------ RECORDS ------
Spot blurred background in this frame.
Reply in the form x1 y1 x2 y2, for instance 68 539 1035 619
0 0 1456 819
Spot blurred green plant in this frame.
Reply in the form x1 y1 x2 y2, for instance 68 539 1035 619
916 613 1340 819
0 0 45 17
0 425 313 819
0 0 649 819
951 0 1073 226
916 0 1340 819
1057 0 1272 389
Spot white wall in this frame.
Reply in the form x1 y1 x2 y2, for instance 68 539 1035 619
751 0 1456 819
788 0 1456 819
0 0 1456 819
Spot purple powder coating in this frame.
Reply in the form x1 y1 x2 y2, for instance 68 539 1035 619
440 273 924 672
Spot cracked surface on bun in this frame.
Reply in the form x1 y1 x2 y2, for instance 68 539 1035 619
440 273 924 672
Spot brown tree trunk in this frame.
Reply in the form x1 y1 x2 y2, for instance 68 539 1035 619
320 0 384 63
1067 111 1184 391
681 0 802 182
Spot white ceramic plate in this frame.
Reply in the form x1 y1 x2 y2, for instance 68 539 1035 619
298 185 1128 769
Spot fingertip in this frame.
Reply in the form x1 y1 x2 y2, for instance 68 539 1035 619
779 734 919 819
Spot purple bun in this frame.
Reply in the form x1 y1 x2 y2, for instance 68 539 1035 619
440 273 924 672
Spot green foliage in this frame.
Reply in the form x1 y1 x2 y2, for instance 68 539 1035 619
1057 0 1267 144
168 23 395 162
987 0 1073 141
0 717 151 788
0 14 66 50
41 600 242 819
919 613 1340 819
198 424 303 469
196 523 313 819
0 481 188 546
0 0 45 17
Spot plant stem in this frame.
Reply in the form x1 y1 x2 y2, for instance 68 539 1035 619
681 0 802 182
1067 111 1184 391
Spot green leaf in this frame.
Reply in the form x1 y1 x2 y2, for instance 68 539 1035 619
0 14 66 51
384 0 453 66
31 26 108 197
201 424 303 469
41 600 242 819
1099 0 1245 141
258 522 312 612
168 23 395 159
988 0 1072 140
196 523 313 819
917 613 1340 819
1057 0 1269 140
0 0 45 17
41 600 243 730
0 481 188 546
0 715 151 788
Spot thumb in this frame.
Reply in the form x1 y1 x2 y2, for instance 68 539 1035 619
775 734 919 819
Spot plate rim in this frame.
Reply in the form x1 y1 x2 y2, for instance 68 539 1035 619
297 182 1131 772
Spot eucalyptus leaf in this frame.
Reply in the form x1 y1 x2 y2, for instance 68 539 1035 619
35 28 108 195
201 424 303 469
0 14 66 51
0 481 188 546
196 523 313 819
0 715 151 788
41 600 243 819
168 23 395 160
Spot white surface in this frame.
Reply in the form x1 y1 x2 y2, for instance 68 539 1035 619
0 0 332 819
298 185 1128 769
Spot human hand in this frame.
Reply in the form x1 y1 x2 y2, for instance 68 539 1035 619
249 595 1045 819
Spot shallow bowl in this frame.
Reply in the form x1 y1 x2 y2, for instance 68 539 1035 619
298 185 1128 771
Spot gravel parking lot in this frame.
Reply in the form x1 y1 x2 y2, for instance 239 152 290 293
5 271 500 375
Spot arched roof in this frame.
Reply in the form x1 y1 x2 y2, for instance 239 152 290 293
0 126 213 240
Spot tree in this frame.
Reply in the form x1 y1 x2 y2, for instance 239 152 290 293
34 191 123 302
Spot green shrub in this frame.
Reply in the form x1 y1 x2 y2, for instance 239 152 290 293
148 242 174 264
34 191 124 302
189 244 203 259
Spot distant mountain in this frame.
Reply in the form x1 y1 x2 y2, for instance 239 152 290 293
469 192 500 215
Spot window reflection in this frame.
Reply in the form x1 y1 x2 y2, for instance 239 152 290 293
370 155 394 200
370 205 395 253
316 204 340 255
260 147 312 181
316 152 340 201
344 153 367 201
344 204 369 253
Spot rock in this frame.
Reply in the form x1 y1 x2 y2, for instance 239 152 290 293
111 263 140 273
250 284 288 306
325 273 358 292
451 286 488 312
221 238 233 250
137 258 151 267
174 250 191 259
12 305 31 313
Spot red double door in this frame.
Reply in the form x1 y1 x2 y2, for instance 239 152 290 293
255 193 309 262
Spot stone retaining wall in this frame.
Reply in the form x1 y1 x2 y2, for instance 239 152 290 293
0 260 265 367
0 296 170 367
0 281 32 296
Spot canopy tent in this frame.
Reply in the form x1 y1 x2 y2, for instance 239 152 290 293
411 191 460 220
------
• [REQUEST]:
Rewrite the material starting with the line that contains "Spot plant stem in this frame." and going on through the line that contains "0 126 213 240", both included, keeping the requests unchanged and scaling every bounding-box coordinate in the answers by a factor of 2, with results rounded to whole numbers and halves rounded up.

• [RESULT]:
Spot plant stem in this frame.
Reply in the form x1 y1 x2 y2, for instance 68 539 1035 619
1362 0 1604 364
2134 222 2368 782
Spot green leaf in this frame.
Reply in the form x1 y1 x2 y2, for instance 68 539 1035 619
0 28 132 102
768 0 906 132
62 52 216 394
402 848 606 938
82 1200 484 1638
2198 0 2490 282
516 1044 624 1224
336 46 790 318
1976 0 2144 280
392 1046 626 1638
1834 1226 2680 1638
2114 0 2538 280
0 0 90 34
82 1200 486 1460
0 962 376 1092
0 1430 302 1576
Spot thumb in this frame.
Reply in the form x1 y1 x2 y2, for instance 68 539 1035 619
1550 1468 1838 1638
Spot plate rim in this frame.
Reply in the form x1 y1 x2 y2, for instance 68 539 1035 619
594 364 2262 1544
Spot eucalyptus leaf in this frame.
Reply in the form x1 y1 x2 y2, for instance 68 539 1035 619
70 56 216 390
402 848 606 938
0 28 132 102
0 962 376 1092
392 1046 626 1638
0 1430 302 1576
82 1200 486 1638
336 46 790 320
Spot white surface in this frame.
Reply in the form x1 y1 x2 y2, for instance 68 539 1035 619
0 0 664 1638
596 370 2256 1538
Spot human hand in this frame.
Reply in the form x1 y1 x2 y2, for instance 68 539 1035 619
498 1190 2090 1638
Spot shallow bowl in this frame.
Reply in the form x1 y1 x2 y2, for instance 68 539 1035 619
596 370 2256 1542
Spot gravel parking lot in this frame.
Reply in the form x1 y1 x2 y2, for instance 239 152 290 293
10 542 1000 750
Spot arched roof in this frame.
Reply in the form x1 y1 x2 y2, for instance 239 152 290 293
0 252 426 480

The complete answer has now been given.